Short exercise — Copy every line of the listing below, requests included, and scale each bounding box coordinate in the answers by 1.15, rounding to whole numbers with halves going up. Omit the pictures.

Records for processing —
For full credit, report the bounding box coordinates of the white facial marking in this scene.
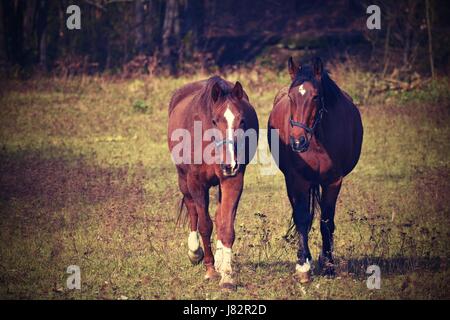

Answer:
[223,105,236,168]
[188,231,200,252]
[298,84,306,96]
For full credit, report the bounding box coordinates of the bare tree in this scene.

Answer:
[162,0,180,74]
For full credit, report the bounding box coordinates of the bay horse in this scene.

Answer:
[168,76,259,289]
[268,57,363,283]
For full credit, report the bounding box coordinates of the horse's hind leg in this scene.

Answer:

Exercise answer —
For full credit, report the bounding box coordinates of the white facial marking in this scene.

Answer:
[256,121,271,193]
[216,266,230,290]
[343,97,352,110]
For full credit, report the bounding box coordinates of the bare tree in this scene.

Answer:
[186,0,207,85]
For full credit, report the bounding box coordinates of the bay horse in this scene.

Answer:
[193,87,298,332]
[308,66,417,325]
For full credit, report the bounding box coordinates of the horse's hind leg in this scene.

Answer:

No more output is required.